TASK DESCRIPTION
Write out only the lines running from the one that contains "Target: pale sky" to the end of the material, both ends included.

━━━ EXERCISE MATERIALS ━━━

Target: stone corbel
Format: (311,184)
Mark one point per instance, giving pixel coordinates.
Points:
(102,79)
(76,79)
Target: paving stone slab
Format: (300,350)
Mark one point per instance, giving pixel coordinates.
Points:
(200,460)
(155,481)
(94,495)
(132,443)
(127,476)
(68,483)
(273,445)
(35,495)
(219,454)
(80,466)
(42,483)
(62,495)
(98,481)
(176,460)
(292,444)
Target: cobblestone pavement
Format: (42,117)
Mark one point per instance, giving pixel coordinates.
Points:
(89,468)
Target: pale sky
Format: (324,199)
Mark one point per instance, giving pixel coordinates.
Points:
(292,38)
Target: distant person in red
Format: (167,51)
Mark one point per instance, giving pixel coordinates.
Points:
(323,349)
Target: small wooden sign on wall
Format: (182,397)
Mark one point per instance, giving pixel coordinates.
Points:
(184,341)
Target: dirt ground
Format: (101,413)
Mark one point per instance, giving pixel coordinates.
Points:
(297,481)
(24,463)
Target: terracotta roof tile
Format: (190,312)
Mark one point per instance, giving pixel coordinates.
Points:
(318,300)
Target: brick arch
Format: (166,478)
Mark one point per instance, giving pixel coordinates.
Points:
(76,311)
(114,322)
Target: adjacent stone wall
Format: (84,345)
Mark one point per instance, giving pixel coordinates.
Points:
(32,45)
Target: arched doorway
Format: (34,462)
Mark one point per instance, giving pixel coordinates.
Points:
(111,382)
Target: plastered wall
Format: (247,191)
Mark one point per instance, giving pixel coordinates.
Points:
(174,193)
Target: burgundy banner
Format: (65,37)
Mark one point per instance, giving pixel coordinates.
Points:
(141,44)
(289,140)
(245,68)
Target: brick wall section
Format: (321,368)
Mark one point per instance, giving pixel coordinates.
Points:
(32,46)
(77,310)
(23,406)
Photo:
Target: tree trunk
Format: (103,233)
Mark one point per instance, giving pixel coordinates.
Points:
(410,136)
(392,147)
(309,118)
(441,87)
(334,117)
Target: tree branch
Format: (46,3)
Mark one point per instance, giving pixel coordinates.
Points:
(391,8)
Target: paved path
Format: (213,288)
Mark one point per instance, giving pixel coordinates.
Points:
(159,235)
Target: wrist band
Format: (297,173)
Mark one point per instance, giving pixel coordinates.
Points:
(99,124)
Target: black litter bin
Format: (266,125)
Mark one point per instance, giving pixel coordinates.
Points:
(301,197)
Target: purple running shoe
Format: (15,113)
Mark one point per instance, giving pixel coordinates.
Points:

━━━

THE SOLUTION
Target: pale sky
Format: (324,199)
Mark one point per instance, giving pixel coordinates.
Points:
(292,38)
Target: distant person in red
Format: (167,51)
Mark one point per instance, giving pixel coordinates.
Points:
(323,349)
Target: small wooden sign on wall
Format: (182,397)
Mark one point per instance, giving pixel coordinates.
Points:
(184,341)
Target: dirt ground
Format: (101,413)
Mark one point per instance, giving pixel coordinates.
Points:
(297,481)
(24,463)
Target: terracotta roof tile
Format: (190,312)
Mark one point per instance, giving pixel coordinates.
Points:
(318,300)
Target: brick arch
Format: (166,478)
Mark one point per instance, giving pixel coordinates.
Points:
(76,311)
(114,322)
Target: adjacent stone wall
Format: (84,345)
Mark one point per instance, giving pixel coordinates.
Points:
(32,45)
Target: arched doorway
Format: (34,462)
Mark one point per instance, giving pixel coordinates.
Points:
(111,382)
Target: plastered wall
Format: (247,191)
Mark one point per instance, giving pixel coordinates.
Points:
(174,193)
Target: burgundy banner
Format: (65,37)
Mark one point per instance, giving pixel coordinates.
Points:
(141,44)
(289,140)
(245,68)
Target: brick wall section
Format: (321,368)
Mark one point per instance, giving pixel coordinates.
Points:
(32,46)
(77,310)
(23,406)
Photo:
Target: tree trunk
Format: (103,233)
Mark one point per instance, giving pixel coordinates.
Points:
(410,136)
(392,147)
(309,118)
(441,87)
(334,117)
Target: tree branch
Format: (46,3)
Mark one point per instance, giving pixel coordinates.
Points:
(391,8)
Target: paved path
Format: (213,288)
Mark one point per instance, giving pixel coordinates.
Points:
(159,235)
Target: wrist band
Format: (297,173)
Mark one point per instance, giving pixel coordinates.
Points:
(99,124)
Target: black litter bin
Format: (266,125)
Mark one point per instance, giving pixel coordinates.
Points:
(301,197)
Target: purple running shoe
Format: (15,113)
Mark one point per instance, giving pixel coordinates.
Points:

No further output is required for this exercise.